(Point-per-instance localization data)

● ● ● ● ● ● ●

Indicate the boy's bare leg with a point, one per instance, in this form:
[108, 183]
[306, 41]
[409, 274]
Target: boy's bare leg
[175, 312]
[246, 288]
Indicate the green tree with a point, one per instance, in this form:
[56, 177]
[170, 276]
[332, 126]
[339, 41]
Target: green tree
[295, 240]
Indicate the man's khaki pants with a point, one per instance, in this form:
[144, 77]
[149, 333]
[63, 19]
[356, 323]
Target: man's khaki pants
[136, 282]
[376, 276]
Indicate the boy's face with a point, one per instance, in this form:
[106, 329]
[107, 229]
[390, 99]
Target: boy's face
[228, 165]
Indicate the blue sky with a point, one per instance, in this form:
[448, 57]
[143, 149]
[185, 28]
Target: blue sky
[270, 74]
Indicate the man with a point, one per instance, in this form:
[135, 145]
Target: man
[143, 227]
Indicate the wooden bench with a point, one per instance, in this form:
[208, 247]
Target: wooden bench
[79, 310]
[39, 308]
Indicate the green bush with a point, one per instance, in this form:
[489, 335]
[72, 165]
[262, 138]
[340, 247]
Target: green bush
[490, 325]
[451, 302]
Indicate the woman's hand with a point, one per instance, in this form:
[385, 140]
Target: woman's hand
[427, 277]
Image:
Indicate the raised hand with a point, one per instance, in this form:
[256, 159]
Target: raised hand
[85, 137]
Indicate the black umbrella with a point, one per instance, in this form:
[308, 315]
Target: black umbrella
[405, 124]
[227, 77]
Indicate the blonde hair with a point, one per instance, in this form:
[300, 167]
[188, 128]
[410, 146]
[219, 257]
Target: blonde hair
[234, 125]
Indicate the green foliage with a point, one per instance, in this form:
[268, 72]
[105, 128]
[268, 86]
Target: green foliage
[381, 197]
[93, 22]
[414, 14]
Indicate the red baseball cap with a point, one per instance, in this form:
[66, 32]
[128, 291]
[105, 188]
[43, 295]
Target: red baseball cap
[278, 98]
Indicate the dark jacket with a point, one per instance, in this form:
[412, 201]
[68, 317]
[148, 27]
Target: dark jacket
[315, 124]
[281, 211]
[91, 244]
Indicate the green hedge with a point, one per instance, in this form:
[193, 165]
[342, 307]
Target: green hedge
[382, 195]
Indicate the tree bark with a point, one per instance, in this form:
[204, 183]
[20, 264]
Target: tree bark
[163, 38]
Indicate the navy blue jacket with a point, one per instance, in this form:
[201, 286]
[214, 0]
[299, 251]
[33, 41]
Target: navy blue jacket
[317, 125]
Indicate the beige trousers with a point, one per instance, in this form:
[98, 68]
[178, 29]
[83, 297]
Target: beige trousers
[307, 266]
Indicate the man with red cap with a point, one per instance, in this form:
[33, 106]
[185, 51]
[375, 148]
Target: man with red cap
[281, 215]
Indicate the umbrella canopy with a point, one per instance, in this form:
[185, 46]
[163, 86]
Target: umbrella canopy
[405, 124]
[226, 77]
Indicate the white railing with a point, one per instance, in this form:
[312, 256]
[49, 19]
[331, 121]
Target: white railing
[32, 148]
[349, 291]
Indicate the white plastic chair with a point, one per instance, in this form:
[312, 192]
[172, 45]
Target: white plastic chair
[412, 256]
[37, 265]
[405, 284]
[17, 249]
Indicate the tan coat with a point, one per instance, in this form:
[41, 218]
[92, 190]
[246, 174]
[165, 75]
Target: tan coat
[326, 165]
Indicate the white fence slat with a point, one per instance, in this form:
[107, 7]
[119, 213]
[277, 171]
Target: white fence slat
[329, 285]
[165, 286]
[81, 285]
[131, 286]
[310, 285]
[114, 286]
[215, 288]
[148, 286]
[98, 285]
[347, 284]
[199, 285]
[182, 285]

● ● ● ● ● ● ●

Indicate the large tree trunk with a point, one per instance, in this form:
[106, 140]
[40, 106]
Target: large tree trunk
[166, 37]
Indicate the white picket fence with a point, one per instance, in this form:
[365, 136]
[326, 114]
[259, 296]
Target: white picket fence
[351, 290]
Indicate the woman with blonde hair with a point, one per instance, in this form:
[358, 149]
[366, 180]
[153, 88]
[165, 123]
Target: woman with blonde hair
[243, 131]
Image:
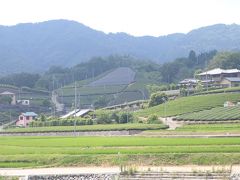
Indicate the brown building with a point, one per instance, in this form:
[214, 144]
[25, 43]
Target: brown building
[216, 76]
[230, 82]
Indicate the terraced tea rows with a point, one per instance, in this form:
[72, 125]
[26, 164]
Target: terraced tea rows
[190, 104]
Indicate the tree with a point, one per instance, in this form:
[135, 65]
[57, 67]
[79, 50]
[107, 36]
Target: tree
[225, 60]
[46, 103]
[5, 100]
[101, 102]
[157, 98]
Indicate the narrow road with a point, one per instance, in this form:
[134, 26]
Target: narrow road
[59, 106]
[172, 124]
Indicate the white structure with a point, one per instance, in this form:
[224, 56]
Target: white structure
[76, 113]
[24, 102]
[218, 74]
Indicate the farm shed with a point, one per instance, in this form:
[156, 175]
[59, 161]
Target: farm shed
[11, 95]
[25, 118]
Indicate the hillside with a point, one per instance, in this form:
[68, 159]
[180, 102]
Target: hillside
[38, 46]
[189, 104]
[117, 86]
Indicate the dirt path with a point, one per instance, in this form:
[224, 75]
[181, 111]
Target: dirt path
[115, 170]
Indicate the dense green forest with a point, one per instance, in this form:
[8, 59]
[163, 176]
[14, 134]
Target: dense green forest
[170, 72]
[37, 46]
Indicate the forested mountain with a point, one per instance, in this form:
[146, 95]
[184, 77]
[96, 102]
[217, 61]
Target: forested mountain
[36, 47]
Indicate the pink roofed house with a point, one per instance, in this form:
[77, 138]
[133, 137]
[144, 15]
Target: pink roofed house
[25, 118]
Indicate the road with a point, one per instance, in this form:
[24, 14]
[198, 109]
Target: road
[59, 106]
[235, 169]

● ● ● ● ● ● ●

◆ WORK REQUIRED ◆
Above are the records; from them, give again exactly the lines from the one containing "Target: brown building" through the one containing "Indicate the white structure", both included.

◆ TASK ANSWER ◆
Target: brown building
[216, 76]
[230, 82]
Indicate the terraced tea rows with a point, one per instance, in this form:
[72, 125]
[26, 164]
Target: terraced tea rows
[190, 104]
Indicate the tree with a point, one per instance, in this form:
[135, 65]
[57, 67]
[79, 50]
[107, 36]
Target: tree
[225, 60]
[46, 103]
[5, 100]
[101, 102]
[157, 98]
Indicate the narrow road with a point, one per instance, in this form:
[134, 26]
Target: narrow road
[59, 106]
[172, 124]
Indicate the white structure with a point, one per instance, in this form:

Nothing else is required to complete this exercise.